Problems:
• A. Answer these questions from the passage on two-way optical communication:
(i) Which figures does the explanation of the first embodiment refer to?
(ii) What covers the core of optical fiber 2?
(iii) Because a face-emitting type is not needed, what can be adopted as the light-emitting element?
• B. Rewrite the passage on two-way optical communication from "Therefore, the aforementioned" to "sensitivity to reception.", switching "light-emitting element" to "light source".

Passage provided:
With the above-mentioned arrangement, the sub waveguide is coupled to the 
side of the main waveguide so as to have an optical axis which is 
different from that of the main waveguide, and light incident from the 
optical fiber cannot be readily coupled to the sub waveguide so as to be 
efficiently directed to the main waveguide and coupled to the 
light-receiving element. 
Meanwhile, light emitted from the light-emitting element is directed by the 
sub waveguide so as to be coupled to the main waveguide and is efficiently 
coupled to the optical fiber from the main waveguide. 
Therefore, the aforementioned arrangement makes it possible to efficiently 
carry out a two-way optical communication with one optical fiber. 
Further, with the aforementioned arrangement, a conventional optical branch 
path is not necessary, and branching loss of received light is small. 
Therefore, it is possible to improve quality of a signal reproduced from 
incident light and consequently to improve reliability. 
Furthermore, the light-emitting element and the light-receiving element are 
separately disposed on ends of different waveguides so that heat of the 
light-emitting element does not effect on the light-receiving element and 
it is possible to prevent a part of emitted light, which is reflected as 
stray light, from degrading sensitivity to reception. 
Moreover, a face-emitting type of the light-emitting element is not 
necessary so that it is possible to adopt a reliable and low-cost 
semiconductor laser as the light-emitting element. 
For a fuller understanding of the nature and advantages of the invention, 
reference should be made to the ensuing detailed description taken in 
conjunction with the accompanying drawings.

DESCRIPTION OF THE EMBODIMENTS 
EMBODIMENT 1 
Referring to FIGS. 1 through 19, the following explanation describes a 
first embodiment of the present invention. 
FIG. 2 schematically shows the construction of a two-way optical 
communication link(two-way optical communicating apparatus) in accordance 
with the first embodiment. A two-way optical communicating link 16 is 
provided with(a) a cord-shaped optical fiber 2 for providing two-way 
transmission of light, which is modulated so as to be suitable for 
transmitting, in accordance with a data signal to be transmitted, and (b) 
optical transmit/receive modules (two-way optical communicating devices)1 
which is connected so as to be optically coupled to the respective ends of 
the optical fiber 2. 
The optical fiber 2 is provided with a core which is positioned at the 
center with an optically transmitting property and which has a round shape 
in cross section with regard to the direction orthogonally to an optical 
axis, and a clad which covers the core with virtually the even thickness 
and has an optically transmitting property. Therefore, the optical axis of 
the core virtually corresponds to the core of the optical fiber 2.

Supplied data:

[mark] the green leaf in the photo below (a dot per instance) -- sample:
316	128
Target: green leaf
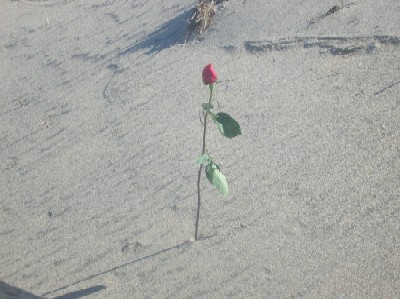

Task results:
• A.
(i) FIGS. 1 through 19.
(ii) A clad, which covers the core with virtually even thickness and has an optically transmitting property.
(iii) A reliable and low-cost semiconductor laser.

• B.
Therefore, the aforementioned arrangement makes it possible to efficiently 
carry out a two-way optical communication with one optical fiber. 
Further, with the aforementioned arrangement, a conventional optical branch 
path is not necessary, and branching loss of received light is small. 
Therefore, it is possible to improve quality of a signal reproduced from 
incident light and consequently to improve reliability. 
Furthermore, the light source and the light-receiving element are 
separately disposed on ends of different waveguides so that heat of the 
light source does not effect on the light-receiving element and 
it is possible to prevent a part of emitted light, which is reflected as 
stray light, from degrading sensitivity to reception.